Excerpts from point annotation data
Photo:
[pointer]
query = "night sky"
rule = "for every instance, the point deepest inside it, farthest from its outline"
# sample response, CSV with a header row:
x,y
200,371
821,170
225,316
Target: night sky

§ **TASK DIRECTIONS**: Please arrange every line of the data above as a Markdown table with the columns "Row" and "Line," leaving out blank lines.

§ **RESPONSE**:
| Row | Line |
|---|---|
| 1 | Photo: |
| 2 | [pointer] |
| 3 | query = "night sky" |
| 4 | rule = "for every instance, the point deepest inside it, farthest from its outline" |
| 5 | # sample response, CSV with a header row: |
| 6 | x,y |
| 7 | 200,371 |
| 8 | 821,170 |
| 9 | 225,316 |
| 10 | Target: night sky |